• Exercise aim: In the entries that follow, find the line containing "column 92, row 336"; from there, copy every line exactly through the line containing "Placement rule: one point per instance of the shrub".

*** Block opens ***

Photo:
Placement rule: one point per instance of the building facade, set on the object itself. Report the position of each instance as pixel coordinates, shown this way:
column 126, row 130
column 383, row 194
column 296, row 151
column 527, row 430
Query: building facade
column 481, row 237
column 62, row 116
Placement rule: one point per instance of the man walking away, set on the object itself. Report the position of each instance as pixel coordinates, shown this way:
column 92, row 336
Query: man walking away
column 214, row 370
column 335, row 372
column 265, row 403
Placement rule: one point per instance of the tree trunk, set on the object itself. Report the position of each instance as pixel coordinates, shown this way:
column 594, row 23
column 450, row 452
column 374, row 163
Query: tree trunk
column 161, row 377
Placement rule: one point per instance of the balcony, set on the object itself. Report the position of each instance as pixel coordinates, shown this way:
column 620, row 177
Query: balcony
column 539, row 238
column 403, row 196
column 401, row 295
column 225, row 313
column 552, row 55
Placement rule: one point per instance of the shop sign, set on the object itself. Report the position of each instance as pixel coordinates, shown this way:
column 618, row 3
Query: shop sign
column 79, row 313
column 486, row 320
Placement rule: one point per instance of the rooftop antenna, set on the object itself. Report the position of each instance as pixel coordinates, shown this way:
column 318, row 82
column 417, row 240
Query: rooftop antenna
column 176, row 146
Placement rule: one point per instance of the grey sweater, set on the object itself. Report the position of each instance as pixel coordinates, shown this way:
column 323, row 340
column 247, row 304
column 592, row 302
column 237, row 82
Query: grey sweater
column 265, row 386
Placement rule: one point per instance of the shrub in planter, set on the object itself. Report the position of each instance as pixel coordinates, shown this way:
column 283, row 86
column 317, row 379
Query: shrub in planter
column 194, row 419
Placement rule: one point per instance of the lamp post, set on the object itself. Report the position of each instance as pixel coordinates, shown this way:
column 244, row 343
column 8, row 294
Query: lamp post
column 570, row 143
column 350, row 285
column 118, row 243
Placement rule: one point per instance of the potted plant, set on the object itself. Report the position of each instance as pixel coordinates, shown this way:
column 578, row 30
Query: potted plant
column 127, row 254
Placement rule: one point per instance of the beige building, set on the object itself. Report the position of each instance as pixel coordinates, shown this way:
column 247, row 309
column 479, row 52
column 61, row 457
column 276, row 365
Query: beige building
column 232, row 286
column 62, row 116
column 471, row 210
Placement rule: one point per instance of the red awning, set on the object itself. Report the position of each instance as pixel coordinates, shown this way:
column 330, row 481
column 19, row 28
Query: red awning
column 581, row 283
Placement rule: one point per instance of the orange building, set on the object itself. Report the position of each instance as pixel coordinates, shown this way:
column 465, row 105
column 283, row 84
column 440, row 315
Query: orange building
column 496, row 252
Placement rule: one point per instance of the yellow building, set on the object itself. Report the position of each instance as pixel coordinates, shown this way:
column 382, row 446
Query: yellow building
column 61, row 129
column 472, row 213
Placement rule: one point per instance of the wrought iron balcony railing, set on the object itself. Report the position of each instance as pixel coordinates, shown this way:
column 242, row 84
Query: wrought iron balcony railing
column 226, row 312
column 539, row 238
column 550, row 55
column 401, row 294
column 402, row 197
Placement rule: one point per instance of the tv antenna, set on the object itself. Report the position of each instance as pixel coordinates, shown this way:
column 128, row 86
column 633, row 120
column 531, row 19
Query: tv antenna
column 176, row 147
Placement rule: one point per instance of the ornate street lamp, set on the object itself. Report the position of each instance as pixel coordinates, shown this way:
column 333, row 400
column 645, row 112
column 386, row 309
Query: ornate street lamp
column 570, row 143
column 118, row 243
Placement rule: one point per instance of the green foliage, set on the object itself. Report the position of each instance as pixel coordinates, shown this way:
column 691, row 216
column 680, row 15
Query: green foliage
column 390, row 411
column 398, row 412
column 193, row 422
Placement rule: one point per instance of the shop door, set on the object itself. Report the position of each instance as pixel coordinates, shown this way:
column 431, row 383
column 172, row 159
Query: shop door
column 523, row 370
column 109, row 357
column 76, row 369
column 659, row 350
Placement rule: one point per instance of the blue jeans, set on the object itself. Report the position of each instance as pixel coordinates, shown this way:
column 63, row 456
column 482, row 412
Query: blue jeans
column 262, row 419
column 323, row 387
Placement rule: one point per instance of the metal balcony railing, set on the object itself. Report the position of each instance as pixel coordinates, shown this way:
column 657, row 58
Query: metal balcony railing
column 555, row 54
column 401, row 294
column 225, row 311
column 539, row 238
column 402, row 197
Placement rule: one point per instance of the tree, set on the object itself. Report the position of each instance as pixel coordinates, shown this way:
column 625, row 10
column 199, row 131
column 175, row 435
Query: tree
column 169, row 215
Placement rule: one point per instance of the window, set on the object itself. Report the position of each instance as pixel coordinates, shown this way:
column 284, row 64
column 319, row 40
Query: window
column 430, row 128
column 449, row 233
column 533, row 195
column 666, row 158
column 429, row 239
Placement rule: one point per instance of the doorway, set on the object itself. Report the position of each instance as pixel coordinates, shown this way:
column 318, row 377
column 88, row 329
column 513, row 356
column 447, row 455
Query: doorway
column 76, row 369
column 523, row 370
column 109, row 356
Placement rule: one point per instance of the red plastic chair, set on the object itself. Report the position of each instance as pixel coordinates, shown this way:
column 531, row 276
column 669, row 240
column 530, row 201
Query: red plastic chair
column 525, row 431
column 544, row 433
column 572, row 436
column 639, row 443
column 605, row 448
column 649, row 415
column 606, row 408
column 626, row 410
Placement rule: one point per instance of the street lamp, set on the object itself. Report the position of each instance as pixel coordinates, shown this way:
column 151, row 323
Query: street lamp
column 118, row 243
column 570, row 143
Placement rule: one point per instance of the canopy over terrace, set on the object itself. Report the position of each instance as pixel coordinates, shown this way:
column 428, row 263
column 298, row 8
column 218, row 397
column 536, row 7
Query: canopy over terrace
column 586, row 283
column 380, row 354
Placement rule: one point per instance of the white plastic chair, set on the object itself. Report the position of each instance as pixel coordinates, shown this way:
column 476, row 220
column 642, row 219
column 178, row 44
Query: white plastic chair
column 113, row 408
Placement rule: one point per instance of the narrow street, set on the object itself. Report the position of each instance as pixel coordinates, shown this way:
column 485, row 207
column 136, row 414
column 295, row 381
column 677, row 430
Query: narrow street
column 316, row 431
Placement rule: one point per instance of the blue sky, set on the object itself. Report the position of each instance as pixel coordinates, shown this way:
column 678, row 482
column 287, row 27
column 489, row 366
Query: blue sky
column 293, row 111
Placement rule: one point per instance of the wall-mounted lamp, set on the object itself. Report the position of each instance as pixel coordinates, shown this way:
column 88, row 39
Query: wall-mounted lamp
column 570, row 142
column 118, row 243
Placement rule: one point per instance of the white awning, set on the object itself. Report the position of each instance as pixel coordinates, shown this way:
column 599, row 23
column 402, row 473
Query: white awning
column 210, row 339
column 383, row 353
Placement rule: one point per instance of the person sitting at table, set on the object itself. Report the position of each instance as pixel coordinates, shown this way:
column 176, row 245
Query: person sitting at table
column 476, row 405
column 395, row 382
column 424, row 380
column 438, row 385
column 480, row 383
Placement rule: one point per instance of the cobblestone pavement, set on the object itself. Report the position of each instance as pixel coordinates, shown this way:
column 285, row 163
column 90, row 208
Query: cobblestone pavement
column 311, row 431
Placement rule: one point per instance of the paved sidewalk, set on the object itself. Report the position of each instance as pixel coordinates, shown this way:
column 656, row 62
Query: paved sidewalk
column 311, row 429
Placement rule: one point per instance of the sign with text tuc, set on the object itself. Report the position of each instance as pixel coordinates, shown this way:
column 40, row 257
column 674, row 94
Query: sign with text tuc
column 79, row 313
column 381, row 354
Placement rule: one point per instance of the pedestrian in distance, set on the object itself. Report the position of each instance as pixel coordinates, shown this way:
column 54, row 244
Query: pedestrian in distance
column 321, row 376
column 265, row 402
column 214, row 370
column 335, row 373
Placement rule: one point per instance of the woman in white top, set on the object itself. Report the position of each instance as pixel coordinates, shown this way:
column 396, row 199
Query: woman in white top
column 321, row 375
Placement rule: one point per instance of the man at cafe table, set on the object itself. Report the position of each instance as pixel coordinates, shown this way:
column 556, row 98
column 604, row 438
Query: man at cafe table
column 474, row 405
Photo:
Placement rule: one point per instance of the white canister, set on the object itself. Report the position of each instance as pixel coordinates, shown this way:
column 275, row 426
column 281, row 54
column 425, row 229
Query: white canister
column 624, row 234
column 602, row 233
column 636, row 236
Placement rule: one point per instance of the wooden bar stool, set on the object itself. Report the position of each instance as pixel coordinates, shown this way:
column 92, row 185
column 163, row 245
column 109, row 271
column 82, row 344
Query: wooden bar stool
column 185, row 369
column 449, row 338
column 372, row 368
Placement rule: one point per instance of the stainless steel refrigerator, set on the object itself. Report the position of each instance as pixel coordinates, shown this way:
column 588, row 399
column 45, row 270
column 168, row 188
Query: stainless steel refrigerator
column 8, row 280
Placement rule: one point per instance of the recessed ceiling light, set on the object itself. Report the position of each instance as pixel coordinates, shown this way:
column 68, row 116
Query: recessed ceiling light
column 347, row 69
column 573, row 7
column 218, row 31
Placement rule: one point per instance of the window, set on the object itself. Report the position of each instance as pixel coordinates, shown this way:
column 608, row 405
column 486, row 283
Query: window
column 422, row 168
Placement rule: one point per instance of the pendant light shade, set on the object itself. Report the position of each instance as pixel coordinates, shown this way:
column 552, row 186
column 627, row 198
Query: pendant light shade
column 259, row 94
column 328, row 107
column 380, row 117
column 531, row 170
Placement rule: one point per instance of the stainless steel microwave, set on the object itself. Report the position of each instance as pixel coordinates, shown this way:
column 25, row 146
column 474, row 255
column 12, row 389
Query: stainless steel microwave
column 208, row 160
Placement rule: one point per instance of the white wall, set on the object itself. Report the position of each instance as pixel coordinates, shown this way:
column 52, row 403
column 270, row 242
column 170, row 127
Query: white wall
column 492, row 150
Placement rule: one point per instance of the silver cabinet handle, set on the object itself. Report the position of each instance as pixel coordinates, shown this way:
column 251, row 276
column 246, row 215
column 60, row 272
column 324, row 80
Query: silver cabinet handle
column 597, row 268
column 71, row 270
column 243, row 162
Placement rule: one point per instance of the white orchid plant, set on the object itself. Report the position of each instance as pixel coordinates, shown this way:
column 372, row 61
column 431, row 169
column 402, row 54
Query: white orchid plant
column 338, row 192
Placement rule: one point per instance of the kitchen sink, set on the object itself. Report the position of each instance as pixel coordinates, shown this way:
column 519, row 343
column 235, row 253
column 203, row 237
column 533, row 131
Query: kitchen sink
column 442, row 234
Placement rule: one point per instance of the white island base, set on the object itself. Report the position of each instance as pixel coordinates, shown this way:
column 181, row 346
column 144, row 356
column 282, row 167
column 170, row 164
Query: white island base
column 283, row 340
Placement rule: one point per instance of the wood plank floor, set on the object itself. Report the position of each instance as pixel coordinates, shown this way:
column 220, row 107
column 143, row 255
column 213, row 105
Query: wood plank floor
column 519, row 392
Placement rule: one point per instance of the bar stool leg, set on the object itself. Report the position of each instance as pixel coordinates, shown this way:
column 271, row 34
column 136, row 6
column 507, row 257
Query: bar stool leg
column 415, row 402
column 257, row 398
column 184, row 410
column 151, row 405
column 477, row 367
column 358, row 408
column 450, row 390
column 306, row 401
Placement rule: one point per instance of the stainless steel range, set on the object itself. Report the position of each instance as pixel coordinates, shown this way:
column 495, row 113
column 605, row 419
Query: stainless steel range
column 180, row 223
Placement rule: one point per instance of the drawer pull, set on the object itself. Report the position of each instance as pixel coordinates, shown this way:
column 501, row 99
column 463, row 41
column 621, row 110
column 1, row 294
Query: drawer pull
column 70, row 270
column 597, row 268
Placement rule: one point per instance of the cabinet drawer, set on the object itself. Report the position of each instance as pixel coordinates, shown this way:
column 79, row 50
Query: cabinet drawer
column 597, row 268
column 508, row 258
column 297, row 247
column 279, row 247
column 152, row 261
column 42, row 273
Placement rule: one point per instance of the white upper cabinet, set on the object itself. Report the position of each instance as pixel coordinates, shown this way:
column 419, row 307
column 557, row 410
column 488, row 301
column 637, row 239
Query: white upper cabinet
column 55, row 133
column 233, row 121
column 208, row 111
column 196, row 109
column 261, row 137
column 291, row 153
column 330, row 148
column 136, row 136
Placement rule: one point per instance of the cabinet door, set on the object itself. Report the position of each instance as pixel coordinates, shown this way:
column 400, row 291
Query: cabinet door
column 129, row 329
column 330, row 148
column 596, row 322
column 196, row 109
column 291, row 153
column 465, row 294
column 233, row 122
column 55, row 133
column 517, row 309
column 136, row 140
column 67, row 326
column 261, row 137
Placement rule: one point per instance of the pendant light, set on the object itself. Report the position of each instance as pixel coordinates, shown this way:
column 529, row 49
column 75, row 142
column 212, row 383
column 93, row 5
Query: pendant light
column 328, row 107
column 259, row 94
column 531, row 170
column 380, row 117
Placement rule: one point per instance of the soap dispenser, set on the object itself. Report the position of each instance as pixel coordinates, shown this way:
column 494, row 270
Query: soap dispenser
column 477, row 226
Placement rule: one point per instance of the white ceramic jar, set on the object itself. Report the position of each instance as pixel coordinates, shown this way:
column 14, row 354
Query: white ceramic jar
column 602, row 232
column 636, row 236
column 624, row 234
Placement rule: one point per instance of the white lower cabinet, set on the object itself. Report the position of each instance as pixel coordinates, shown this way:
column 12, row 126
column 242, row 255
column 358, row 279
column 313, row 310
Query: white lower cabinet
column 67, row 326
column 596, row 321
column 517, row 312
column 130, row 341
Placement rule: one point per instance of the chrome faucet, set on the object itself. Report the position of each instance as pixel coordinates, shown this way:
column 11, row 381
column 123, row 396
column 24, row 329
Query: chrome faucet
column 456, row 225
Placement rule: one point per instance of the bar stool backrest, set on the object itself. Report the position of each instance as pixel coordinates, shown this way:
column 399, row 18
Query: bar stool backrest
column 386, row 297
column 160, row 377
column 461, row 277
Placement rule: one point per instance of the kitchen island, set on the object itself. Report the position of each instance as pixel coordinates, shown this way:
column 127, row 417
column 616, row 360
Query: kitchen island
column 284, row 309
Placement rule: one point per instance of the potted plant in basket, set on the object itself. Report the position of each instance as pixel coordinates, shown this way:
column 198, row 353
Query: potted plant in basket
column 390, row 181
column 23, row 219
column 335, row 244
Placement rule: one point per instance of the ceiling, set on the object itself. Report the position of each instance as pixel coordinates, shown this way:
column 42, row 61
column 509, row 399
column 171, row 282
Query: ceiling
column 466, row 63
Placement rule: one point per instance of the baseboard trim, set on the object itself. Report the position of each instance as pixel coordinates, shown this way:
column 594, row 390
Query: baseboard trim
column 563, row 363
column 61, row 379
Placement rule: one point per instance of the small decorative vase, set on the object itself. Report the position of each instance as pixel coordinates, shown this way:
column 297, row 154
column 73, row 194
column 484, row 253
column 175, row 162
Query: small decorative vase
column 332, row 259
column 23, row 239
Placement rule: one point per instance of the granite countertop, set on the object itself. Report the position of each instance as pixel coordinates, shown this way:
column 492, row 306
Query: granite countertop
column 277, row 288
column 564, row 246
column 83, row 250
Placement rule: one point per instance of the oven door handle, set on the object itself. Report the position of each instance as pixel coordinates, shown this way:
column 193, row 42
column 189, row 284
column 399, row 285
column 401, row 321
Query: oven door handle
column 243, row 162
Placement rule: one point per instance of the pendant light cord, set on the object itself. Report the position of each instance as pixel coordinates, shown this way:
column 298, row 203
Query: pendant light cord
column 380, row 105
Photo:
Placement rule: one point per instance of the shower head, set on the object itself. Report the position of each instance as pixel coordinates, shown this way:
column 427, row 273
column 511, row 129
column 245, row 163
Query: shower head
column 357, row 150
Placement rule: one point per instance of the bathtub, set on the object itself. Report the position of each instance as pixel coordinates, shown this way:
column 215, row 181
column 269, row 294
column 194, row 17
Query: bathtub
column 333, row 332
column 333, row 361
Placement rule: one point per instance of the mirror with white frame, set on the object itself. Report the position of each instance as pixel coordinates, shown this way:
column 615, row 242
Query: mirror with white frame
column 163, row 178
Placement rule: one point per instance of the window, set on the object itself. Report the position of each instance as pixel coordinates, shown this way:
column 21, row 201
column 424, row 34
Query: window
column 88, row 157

*** Block closes ***

• Result for this exercise:
column 92, row 336
Query: man walking away
column 214, row 370
column 335, row 372
column 265, row 403
Placement rule: one point per instance of the tree trunk, set on the object itself. Report the position of each instance as pixel coordinates, shown this way:
column 594, row 23
column 450, row 452
column 374, row 163
Query: tree trunk
column 161, row 377
Placement rule: one point per instance of the balcony, set on the object itself. Report the position of each instance as pixel coordinates, shown this way:
column 620, row 177
Query: balcony
column 539, row 238
column 403, row 196
column 401, row 295
column 225, row 313
column 552, row 55
Placement rule: one point per instance of the shop sign, set on the object itself. Report the position of each instance as pixel coordinates, shown this way:
column 618, row 3
Query: shop sign
column 79, row 313
column 486, row 320
Placement rule: one point per instance of the rooftop antenna, set on the object itself. Report the position of each instance as pixel coordinates, shown this way:
column 318, row 82
column 417, row 240
Query: rooftop antenna
column 176, row 146
Placement rule: one point per instance of the grey sweater, set on the object itself. Report the position of each instance as pixel coordinates, shown this way:
column 323, row 340
column 247, row 304
column 592, row 302
column 237, row 82
Query: grey sweater
column 265, row 386
Placement rule: one point per instance of the shrub in planter, set on the object itself. Report the position of each instance as pixel coordinates, shown this way:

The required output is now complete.